Directions for this task = Filter the records below, copying every line that contains the string "snowy".

Records to process =
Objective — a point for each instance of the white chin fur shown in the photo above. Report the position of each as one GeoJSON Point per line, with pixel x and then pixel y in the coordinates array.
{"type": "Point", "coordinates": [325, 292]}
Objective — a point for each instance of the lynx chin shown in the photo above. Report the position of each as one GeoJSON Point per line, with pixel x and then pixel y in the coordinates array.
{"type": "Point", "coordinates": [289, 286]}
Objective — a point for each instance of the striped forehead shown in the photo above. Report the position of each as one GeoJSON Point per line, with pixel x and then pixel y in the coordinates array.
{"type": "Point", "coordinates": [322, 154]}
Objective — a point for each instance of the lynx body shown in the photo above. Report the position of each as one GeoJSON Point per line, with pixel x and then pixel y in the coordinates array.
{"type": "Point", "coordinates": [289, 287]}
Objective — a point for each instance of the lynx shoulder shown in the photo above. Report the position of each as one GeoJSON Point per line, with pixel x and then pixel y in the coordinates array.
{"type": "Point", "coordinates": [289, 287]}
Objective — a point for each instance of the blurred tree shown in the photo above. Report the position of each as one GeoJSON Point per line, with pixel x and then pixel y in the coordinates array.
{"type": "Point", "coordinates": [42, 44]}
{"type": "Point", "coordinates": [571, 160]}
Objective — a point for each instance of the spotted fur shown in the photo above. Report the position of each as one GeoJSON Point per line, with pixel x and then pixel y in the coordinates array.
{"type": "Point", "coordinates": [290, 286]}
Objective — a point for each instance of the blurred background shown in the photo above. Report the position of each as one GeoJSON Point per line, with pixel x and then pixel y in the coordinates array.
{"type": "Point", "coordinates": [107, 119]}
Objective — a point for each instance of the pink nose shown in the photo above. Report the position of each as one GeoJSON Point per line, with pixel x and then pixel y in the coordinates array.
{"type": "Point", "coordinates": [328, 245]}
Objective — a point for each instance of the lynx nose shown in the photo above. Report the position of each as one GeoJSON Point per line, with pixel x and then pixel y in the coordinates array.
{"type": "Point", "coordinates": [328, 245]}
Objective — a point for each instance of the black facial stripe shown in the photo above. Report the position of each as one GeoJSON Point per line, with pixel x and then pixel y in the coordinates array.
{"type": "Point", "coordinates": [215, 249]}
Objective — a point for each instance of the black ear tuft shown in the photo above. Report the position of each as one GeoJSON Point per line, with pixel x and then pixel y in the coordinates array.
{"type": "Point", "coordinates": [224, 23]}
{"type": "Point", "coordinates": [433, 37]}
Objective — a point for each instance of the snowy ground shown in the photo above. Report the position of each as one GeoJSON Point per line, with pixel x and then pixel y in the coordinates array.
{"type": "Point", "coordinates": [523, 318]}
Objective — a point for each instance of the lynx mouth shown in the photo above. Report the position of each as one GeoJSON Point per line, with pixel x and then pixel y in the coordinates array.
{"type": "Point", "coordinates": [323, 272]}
==
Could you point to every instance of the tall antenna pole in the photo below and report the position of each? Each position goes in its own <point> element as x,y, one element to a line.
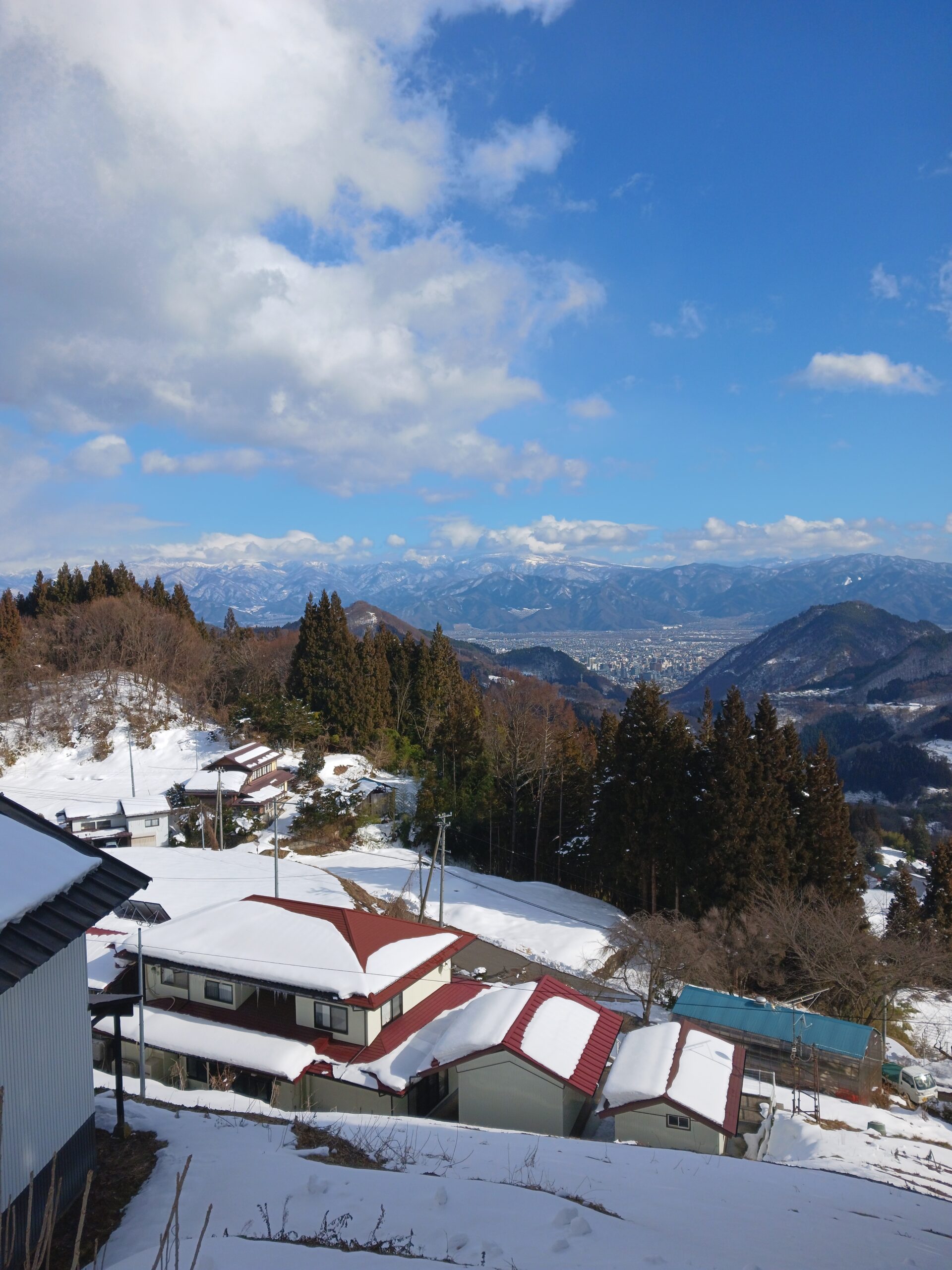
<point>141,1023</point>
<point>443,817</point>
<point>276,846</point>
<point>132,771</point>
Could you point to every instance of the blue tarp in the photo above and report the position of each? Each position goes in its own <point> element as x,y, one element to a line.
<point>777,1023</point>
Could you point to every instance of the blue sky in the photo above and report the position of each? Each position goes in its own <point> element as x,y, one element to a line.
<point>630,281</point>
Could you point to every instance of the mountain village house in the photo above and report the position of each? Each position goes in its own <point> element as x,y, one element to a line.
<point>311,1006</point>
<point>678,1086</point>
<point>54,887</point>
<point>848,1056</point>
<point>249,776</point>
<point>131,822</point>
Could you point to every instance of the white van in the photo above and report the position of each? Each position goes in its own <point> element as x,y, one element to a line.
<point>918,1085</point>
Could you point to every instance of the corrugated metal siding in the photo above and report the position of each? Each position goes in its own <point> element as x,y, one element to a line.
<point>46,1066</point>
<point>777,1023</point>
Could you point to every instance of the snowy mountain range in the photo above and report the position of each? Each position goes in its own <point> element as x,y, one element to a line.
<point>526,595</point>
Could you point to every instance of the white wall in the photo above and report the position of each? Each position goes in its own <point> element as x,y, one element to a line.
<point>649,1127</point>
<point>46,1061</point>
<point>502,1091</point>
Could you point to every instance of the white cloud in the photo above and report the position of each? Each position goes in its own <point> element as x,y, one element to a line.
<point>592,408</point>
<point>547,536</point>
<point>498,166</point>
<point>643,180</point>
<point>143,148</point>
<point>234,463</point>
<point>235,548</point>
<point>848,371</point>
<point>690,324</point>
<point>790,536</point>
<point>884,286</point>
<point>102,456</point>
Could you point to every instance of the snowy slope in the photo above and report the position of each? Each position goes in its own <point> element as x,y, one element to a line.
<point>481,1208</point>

Solution to the exercise =
Objective — a point for each instance of the snowy ground shown in the photo above. Report the position of each as one GeoJSON Point per line, with pixel x and then pixel y in the coordinates array.
Could you point to every instance of the snowy mountain range in the photo above and report the position of each? Each position goes in its own <point> element as x,y, one element to a line.
Could you point to every instance of the snowy slope in the photo above and report the position of each? Each position goes in its own <point> element as x,y, one element to a line.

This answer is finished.